▶

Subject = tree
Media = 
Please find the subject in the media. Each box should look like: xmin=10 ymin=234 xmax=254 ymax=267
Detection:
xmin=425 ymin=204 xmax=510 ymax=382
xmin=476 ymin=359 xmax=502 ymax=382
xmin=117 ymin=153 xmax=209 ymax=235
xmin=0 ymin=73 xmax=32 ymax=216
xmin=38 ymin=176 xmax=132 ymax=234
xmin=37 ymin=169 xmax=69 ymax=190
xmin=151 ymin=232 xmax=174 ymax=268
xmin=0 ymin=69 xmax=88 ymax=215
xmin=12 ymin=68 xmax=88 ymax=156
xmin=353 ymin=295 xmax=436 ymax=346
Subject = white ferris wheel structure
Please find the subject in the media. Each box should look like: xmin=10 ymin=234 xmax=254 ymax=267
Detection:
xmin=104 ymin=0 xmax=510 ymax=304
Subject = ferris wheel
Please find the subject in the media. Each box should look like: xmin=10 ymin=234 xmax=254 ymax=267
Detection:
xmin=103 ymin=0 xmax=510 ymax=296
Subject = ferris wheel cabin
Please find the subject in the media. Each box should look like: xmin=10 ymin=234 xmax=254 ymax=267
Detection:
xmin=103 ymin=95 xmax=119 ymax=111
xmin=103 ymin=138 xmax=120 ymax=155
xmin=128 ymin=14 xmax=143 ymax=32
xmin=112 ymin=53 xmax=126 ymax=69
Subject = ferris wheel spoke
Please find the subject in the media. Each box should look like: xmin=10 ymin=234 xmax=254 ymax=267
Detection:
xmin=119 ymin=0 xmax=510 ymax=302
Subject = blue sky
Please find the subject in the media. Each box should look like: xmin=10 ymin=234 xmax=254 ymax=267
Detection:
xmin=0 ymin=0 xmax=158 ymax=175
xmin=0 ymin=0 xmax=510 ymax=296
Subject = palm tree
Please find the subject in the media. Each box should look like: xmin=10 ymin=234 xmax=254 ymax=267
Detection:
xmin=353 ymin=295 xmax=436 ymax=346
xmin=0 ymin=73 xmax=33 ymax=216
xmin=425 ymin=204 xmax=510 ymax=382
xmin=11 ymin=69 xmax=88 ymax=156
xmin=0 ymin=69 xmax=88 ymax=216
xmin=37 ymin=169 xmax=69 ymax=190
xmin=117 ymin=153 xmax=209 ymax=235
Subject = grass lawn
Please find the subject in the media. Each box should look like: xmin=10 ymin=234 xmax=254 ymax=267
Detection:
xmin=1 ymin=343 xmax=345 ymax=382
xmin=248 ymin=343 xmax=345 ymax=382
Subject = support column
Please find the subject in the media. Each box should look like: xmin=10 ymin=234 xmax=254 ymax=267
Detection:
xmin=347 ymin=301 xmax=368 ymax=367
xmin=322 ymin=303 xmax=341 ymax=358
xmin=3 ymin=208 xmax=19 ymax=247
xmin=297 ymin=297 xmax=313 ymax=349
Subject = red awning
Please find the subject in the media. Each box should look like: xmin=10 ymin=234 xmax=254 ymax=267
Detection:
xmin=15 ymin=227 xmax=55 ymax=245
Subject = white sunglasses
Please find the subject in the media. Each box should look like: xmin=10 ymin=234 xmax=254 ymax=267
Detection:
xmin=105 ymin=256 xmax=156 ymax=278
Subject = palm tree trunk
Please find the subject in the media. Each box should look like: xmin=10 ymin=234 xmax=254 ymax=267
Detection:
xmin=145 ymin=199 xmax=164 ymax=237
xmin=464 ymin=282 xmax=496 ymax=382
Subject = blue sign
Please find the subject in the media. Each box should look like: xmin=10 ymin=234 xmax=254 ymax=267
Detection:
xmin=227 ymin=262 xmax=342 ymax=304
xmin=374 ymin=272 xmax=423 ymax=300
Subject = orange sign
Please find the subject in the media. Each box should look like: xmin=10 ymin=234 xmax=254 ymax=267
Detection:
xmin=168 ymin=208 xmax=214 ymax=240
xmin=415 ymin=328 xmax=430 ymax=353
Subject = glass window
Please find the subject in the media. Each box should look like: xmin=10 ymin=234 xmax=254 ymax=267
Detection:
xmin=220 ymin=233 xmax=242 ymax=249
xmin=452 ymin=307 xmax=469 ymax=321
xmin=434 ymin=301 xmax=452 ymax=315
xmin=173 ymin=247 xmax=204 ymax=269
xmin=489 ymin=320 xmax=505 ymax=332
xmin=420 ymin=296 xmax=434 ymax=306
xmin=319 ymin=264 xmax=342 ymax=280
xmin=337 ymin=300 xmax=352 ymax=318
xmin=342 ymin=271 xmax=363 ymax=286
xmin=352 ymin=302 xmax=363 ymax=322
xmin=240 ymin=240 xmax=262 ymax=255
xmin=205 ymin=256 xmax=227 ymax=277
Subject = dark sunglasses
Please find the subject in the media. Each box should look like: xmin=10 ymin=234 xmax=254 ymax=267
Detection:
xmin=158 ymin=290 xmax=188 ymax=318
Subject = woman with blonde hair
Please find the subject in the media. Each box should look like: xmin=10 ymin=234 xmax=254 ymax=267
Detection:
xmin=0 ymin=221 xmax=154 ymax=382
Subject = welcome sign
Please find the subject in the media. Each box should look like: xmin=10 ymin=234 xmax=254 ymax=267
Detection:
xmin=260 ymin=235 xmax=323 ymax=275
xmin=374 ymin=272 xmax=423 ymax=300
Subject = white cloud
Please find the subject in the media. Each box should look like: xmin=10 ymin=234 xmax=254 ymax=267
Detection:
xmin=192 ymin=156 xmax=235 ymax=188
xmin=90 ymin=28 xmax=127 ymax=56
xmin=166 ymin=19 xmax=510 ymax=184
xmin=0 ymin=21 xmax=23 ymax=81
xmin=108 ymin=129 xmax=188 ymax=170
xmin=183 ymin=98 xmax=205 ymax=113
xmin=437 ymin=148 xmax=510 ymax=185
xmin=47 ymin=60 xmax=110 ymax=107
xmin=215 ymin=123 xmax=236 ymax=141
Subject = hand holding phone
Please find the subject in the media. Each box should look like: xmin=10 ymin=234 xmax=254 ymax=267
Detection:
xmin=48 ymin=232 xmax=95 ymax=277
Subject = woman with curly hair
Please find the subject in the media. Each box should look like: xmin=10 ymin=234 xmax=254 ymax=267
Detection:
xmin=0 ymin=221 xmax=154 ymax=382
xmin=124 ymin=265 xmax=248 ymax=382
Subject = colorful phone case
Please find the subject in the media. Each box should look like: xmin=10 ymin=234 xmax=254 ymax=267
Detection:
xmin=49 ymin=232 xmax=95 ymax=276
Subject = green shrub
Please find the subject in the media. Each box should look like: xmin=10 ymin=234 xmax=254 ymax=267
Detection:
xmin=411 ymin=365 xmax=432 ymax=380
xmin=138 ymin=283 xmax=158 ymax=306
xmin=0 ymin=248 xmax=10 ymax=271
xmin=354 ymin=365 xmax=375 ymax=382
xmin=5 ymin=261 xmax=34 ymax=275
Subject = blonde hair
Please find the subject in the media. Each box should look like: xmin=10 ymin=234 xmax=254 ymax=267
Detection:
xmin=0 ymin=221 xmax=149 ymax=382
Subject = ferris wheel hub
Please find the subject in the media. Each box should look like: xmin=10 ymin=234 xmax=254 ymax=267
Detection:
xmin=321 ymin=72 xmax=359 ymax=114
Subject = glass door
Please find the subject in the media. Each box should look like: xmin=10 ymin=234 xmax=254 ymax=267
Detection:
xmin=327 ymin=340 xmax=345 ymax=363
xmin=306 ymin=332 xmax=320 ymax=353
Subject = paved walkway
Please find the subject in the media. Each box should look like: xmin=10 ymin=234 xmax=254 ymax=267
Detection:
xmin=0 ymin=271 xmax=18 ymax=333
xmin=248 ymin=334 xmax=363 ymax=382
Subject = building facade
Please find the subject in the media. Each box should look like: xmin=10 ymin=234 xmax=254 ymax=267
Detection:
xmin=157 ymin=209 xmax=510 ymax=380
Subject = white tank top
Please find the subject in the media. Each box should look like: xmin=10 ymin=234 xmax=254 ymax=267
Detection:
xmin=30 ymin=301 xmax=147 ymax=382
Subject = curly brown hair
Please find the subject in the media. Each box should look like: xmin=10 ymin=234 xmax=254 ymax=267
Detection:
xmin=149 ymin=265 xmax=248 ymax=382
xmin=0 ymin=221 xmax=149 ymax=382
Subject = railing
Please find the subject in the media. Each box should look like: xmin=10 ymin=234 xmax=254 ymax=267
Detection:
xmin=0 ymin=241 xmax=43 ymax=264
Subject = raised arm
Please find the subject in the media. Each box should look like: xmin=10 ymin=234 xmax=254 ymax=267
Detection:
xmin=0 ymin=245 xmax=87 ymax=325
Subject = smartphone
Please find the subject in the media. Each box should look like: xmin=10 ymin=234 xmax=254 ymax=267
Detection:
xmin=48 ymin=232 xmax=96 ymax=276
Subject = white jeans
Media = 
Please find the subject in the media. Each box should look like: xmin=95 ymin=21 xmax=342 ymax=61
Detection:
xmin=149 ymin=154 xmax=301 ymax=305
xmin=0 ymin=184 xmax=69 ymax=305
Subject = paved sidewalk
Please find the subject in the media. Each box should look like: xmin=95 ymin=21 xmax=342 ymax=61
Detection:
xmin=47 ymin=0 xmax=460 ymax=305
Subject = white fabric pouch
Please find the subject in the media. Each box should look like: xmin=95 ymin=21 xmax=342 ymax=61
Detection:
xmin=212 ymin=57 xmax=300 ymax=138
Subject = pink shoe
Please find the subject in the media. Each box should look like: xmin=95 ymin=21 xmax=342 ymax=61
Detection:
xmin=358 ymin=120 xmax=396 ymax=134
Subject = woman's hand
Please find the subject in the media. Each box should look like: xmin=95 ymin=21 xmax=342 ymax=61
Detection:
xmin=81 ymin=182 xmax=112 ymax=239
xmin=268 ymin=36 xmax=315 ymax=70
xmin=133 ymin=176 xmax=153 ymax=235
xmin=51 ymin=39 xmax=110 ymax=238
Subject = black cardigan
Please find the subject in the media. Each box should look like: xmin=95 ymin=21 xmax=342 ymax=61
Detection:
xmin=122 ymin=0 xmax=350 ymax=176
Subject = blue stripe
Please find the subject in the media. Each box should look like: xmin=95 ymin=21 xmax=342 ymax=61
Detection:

◀

> [Task brief] Rewrite the rows above from the first line up to and including the line with "xmin=0 ymin=0 xmax=510 ymax=296", keeping every request and its sample box unchanged. In the detected boxes, shift each coordinate by adding 73.

> [Right answer]
Subject = tree
Media = 
Please find the subject in the media. Each box should look like: xmin=10 ymin=234 xmax=254 ymax=267
Detection:
xmin=498 ymin=277 xmax=583 ymax=455
xmin=549 ymin=432 xmax=575 ymax=455
xmin=190 ymin=226 xmax=282 ymax=308
xmin=73 ymin=146 xmax=105 ymax=289
xmin=111 ymin=249 xmax=205 ymax=307
xmin=110 ymin=242 xmax=142 ymax=263
xmin=224 ymin=305 xmax=247 ymax=341
xmin=73 ymin=142 xmax=161 ymax=288
xmin=85 ymin=141 xmax=161 ymax=229
xmin=426 ymin=368 xmax=509 ymax=419
Subject = white ferris wheel structure
Please find the subject in the media. Each box should look like: xmin=10 ymin=234 xmax=254 ymax=267
Detection:
xmin=177 ymin=73 xmax=583 ymax=377
Subject = ferris wheel
Please find the subject in the media. Each box should look like: xmin=10 ymin=234 xmax=254 ymax=267
Detection:
xmin=176 ymin=73 xmax=583 ymax=369
Subject = ferris wheel cabin
Please find the subject in the media. Each box should look like: xmin=10 ymin=234 xmax=254 ymax=267
Detection:
xmin=176 ymin=168 xmax=192 ymax=184
xmin=176 ymin=211 xmax=193 ymax=228
xmin=201 ymin=87 xmax=216 ymax=105
xmin=185 ymin=126 xmax=199 ymax=142
Subject = ferris wheel spoke
Please find the subject in the media. Each box should look like: xmin=10 ymin=234 xmax=254 ymax=267
Detection:
xmin=192 ymin=73 xmax=583 ymax=375
Subject = blue sky
Please find the subject in the media. Each box should look like: xmin=10 ymin=234 xmax=254 ymax=267
Detection:
xmin=73 ymin=73 xmax=231 ymax=248
xmin=73 ymin=73 xmax=583 ymax=369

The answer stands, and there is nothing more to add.